Stated task -> Write out every line of the records below as a numbered list, omitting the blank lines.

Dataset rows ->

* * * *

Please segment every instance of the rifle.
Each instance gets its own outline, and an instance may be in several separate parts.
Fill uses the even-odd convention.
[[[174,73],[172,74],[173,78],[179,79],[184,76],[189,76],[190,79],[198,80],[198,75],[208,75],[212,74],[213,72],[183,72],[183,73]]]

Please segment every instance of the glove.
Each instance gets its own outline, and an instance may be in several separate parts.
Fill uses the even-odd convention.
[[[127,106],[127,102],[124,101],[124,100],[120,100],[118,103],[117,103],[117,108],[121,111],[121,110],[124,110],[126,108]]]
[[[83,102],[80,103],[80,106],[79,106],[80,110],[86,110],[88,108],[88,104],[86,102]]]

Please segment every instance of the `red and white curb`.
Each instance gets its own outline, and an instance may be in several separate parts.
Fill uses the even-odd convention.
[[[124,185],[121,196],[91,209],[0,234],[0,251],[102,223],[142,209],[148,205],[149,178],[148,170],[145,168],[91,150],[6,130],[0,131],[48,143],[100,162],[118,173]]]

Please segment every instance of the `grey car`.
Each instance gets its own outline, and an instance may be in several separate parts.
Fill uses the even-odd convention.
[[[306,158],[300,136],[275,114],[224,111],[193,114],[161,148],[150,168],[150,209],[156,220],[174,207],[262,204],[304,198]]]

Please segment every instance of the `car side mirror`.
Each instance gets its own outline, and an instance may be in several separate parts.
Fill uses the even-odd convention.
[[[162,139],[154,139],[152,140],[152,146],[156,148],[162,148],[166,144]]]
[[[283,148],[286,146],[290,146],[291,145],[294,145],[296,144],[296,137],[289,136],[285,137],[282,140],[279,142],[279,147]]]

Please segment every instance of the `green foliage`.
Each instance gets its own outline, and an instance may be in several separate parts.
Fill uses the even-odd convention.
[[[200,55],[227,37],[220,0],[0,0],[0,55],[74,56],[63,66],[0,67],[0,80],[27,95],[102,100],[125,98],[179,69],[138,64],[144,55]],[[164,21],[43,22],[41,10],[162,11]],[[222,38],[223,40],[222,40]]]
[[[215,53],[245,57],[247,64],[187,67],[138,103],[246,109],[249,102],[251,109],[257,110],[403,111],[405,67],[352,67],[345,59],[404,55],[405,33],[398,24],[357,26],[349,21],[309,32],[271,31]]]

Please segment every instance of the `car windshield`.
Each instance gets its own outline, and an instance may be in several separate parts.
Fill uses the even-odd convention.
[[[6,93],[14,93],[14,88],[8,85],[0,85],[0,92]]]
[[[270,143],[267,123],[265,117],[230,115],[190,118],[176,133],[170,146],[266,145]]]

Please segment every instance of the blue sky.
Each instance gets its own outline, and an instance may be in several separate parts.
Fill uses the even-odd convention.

* * * *

Result of this exercise ->
1. Please segment every instance of the rifle.
2. Each instance gets its own outline, and an instance may be in several separate parts.
3. Fill uses the even-odd convention.
4. [[[174,73],[172,74],[173,78],[179,79],[184,76],[189,76],[190,79],[198,80],[198,75],[208,75],[212,74],[213,72],[183,72],[183,73]]]
5. Please segment every instance of the glove.
6. Each instance gets its own outline, and an instance may be in several separate parts.
7. Fill uses the even-odd convention.
8. [[[127,106],[127,102],[124,101],[124,100],[120,100],[118,103],[117,103],[117,108],[121,111],[121,110],[124,110],[126,108]]]
9. [[[83,102],[80,103],[80,106],[79,106],[80,110],[86,110],[88,108],[88,104],[86,102]]]
10. Please segment every instance of the `red and white curb`.
11. Each instance gets its own outline, and an instance may be in several separate parts.
12. Fill uses the even-odd convention.
13. [[[124,185],[121,196],[91,209],[0,234],[0,251],[102,223],[142,209],[148,205],[149,178],[148,170],[145,168],[91,150],[6,130],[0,131],[48,143],[100,162],[118,173]]]
14. Please segment every instance of the `grey car`.
15. Each instance gets its own outline, and an instance may be in several separate parts.
16. Fill uses the even-odd convention.
17. [[[306,158],[300,136],[275,114],[224,111],[193,114],[161,148],[150,168],[150,209],[156,220],[174,207],[262,204],[304,198]]]
18. Please segment every instance of the `car side mirror`.
19. Each instance gets its own outline, and an instance may be in several separate parts.
20. Fill uses the even-odd convention.
21. [[[162,139],[154,139],[152,140],[152,146],[156,148],[162,148],[166,144]]]
22. [[[283,148],[286,146],[290,146],[291,145],[294,145],[296,144],[296,137],[289,136],[285,137],[282,140],[279,142],[279,147]]]
23. Please segment every instance of the `green foliage`.
24. Each instance gets its own outline, and an instance may be in several separate parts.
25. Fill uses the even-odd convention.
26. [[[200,55],[227,37],[220,0],[0,0],[0,55],[74,56],[63,66],[0,67],[0,80],[27,95],[102,100],[125,98],[179,69],[138,64],[144,55]],[[164,21],[43,22],[41,10],[162,11]],[[222,38],[223,40],[222,40]]]
27. [[[215,53],[245,57],[247,64],[187,67],[138,103],[246,109],[249,102],[251,109],[257,110],[403,111],[405,67],[352,67],[345,59],[404,55],[405,33],[398,24],[357,26],[349,21],[309,32],[271,31]]]
28. Please segment every instance of the `car windshield`.
29. Each instance gets its own outline, and an instance may be in several separate parts.
30. Fill uses the even-odd convention.
31. [[[6,93],[14,93],[14,88],[8,85],[0,85],[0,92]]]
32. [[[270,143],[267,123],[265,117],[230,115],[190,118],[176,133],[170,146],[266,145]]]
33. Please segment every instance of the blue sky.
34. Each instance gets its own outline, and an instance may be in several separate parts.
35. Fill uses the even-odd convention.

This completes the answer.